=== GOAL OF THE EXERCISE ===
Put every line of the entries below, from the line with "outline snow covered slope" to the line with "66L0 128L7 127L31" (both included), into a JSON list of strings with one string per line and no blank lines.

## Start MATERIAL PROVIDED

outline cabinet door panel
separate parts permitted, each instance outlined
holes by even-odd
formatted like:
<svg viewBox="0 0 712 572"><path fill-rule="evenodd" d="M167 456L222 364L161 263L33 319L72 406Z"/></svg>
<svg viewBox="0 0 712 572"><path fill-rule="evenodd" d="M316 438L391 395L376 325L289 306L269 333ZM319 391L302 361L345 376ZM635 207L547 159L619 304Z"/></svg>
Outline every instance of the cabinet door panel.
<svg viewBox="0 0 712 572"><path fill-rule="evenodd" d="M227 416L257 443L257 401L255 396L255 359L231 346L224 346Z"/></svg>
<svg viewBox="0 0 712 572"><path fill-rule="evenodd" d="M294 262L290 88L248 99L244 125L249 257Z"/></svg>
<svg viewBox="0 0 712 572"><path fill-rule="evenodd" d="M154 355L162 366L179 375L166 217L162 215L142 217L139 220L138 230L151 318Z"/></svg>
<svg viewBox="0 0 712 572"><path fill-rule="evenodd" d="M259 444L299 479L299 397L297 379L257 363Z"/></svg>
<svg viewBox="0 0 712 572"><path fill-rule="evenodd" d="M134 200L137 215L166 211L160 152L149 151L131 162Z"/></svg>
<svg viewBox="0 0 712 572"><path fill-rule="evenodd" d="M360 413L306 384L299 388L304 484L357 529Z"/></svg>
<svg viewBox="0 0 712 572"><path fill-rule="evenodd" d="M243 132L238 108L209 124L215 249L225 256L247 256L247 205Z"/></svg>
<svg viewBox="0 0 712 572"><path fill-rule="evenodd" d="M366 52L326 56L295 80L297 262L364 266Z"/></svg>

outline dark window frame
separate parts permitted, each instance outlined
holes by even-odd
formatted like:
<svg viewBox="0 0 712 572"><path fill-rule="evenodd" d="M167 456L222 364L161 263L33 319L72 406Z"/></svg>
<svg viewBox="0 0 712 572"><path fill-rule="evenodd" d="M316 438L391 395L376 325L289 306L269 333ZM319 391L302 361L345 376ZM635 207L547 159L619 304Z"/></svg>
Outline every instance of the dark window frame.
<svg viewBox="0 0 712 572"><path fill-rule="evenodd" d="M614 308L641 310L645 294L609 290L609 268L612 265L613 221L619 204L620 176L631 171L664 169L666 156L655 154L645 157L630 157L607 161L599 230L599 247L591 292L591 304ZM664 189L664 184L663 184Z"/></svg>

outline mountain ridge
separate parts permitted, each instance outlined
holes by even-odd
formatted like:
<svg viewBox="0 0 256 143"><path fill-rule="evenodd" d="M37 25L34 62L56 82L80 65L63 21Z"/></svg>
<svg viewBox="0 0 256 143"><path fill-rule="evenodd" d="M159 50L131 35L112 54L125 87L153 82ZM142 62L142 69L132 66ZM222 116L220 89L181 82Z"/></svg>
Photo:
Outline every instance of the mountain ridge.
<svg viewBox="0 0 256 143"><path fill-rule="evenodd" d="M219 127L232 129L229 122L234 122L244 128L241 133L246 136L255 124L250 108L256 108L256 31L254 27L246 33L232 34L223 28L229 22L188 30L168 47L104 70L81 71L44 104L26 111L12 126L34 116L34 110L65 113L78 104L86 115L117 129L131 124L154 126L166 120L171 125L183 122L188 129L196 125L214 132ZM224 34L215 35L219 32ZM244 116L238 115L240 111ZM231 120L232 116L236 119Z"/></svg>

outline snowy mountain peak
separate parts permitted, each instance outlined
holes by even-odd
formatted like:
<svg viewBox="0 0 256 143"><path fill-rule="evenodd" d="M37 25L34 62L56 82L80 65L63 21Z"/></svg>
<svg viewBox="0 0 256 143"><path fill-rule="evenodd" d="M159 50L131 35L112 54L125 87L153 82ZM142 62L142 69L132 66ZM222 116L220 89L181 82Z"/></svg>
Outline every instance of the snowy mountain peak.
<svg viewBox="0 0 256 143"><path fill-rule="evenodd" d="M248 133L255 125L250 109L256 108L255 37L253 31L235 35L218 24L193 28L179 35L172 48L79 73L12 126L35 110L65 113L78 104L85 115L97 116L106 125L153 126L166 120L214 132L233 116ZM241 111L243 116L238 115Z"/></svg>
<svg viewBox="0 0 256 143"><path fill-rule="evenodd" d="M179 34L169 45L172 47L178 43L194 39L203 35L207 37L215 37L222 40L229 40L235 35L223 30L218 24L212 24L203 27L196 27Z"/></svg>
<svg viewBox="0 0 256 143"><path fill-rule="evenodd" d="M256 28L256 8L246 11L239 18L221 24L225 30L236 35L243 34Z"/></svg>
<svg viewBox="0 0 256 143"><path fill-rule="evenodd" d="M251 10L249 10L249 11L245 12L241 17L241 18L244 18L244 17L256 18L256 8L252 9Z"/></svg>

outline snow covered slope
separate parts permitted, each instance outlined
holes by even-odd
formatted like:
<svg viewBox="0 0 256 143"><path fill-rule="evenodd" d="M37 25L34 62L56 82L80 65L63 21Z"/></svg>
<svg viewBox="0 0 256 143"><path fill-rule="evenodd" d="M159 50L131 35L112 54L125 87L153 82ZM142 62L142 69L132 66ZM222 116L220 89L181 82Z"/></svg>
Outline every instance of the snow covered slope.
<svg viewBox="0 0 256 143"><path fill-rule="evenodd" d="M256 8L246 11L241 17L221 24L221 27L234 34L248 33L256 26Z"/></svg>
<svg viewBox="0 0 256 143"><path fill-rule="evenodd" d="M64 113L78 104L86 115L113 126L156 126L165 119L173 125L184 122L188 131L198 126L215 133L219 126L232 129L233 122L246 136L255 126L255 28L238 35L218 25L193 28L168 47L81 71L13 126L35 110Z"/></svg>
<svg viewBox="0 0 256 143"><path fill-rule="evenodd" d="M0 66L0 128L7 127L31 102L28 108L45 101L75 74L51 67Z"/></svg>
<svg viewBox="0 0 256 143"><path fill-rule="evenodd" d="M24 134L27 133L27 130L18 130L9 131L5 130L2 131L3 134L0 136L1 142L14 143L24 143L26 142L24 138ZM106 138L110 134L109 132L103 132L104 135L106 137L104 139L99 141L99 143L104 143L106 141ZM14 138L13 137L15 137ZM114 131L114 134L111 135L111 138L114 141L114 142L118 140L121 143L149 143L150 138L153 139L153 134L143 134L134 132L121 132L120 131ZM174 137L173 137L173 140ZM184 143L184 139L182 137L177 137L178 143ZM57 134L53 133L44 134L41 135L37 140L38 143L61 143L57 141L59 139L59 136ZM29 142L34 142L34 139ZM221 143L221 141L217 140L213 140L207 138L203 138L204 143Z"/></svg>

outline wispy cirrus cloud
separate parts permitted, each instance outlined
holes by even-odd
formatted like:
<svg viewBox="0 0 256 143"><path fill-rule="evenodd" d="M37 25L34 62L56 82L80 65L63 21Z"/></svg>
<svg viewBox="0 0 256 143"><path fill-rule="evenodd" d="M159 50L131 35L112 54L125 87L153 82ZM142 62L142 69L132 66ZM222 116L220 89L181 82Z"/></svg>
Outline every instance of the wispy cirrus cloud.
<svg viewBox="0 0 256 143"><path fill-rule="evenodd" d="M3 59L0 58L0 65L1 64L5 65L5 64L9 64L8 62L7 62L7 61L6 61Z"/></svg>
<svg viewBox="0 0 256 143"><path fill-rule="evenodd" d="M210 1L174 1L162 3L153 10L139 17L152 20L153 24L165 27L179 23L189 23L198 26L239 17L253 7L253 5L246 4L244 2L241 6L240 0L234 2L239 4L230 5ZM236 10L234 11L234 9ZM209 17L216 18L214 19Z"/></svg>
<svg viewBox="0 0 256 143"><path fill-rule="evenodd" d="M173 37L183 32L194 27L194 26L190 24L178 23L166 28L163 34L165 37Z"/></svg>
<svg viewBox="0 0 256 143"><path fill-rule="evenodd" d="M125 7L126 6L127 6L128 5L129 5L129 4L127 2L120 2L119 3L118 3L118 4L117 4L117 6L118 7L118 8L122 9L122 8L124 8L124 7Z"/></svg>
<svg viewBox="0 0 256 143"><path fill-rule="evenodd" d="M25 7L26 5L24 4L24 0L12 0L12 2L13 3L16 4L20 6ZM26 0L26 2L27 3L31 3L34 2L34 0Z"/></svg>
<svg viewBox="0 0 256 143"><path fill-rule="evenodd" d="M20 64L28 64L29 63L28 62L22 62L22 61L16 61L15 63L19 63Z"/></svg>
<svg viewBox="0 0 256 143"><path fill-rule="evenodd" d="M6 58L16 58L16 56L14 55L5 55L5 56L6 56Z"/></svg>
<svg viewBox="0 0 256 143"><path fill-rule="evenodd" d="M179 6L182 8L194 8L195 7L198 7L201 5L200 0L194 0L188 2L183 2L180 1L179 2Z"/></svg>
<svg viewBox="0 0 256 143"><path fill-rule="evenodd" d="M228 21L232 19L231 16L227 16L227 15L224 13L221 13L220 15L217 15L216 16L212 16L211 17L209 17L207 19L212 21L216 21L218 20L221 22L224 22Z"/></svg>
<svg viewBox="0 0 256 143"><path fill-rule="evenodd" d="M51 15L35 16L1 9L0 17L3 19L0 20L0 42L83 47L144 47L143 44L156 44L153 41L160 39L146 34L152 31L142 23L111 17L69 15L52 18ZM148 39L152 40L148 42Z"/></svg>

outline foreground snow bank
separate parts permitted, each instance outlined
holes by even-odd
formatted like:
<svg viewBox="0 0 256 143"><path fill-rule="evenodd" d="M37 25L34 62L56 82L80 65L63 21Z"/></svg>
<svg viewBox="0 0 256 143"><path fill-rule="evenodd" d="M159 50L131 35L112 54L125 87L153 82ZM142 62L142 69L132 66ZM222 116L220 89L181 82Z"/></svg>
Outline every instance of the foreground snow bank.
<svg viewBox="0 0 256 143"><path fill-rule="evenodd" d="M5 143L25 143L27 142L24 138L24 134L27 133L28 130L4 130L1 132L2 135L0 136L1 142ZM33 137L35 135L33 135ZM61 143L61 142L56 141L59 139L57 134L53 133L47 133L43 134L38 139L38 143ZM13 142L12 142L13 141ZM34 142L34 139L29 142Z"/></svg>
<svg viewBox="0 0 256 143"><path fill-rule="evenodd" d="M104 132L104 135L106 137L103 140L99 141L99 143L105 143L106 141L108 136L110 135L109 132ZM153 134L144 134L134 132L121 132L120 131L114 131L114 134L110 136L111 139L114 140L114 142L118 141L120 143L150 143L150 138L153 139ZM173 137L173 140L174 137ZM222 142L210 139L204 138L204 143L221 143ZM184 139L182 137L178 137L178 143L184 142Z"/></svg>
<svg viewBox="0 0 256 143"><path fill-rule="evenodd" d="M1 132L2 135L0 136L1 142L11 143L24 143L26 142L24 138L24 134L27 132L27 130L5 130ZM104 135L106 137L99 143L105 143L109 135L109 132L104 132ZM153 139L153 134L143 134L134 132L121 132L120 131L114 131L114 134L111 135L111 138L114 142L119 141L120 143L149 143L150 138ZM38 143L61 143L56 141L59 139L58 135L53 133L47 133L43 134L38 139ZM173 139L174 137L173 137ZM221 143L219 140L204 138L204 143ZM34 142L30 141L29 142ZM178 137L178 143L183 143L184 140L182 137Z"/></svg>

## End MATERIAL PROVIDED

=== RIGHT ANSWER ===
[
  "outline snow covered slope",
  "separate parts permitted, each instance outlined",
  "holes by even-odd",
  "formatted like:",
  "<svg viewBox=\"0 0 256 143\"><path fill-rule=\"evenodd\" d=\"M37 25L34 62L56 82L80 65L63 21Z\"/></svg>",
  "<svg viewBox=\"0 0 256 143\"><path fill-rule=\"evenodd\" d=\"M159 50L131 35L112 54L125 87L153 82ZM142 62L142 69L132 66ZM222 116L220 89L181 82Z\"/></svg>",
  "Outline every instance of the snow covered slope.",
  "<svg viewBox=\"0 0 256 143\"><path fill-rule=\"evenodd\" d=\"M256 8L246 11L241 17L221 24L221 27L234 34L248 33L256 26Z\"/></svg>",
  "<svg viewBox=\"0 0 256 143\"><path fill-rule=\"evenodd\" d=\"M64 113L78 104L86 115L113 126L156 126L165 119L173 125L184 122L188 131L198 126L215 133L219 126L232 129L233 122L246 136L255 126L255 28L238 35L218 25L193 28L168 47L81 71L13 126L35 110Z\"/></svg>",
  "<svg viewBox=\"0 0 256 143\"><path fill-rule=\"evenodd\" d=\"M0 66L0 128L7 127L31 102L28 108L45 101L75 74L51 67Z\"/></svg>"
]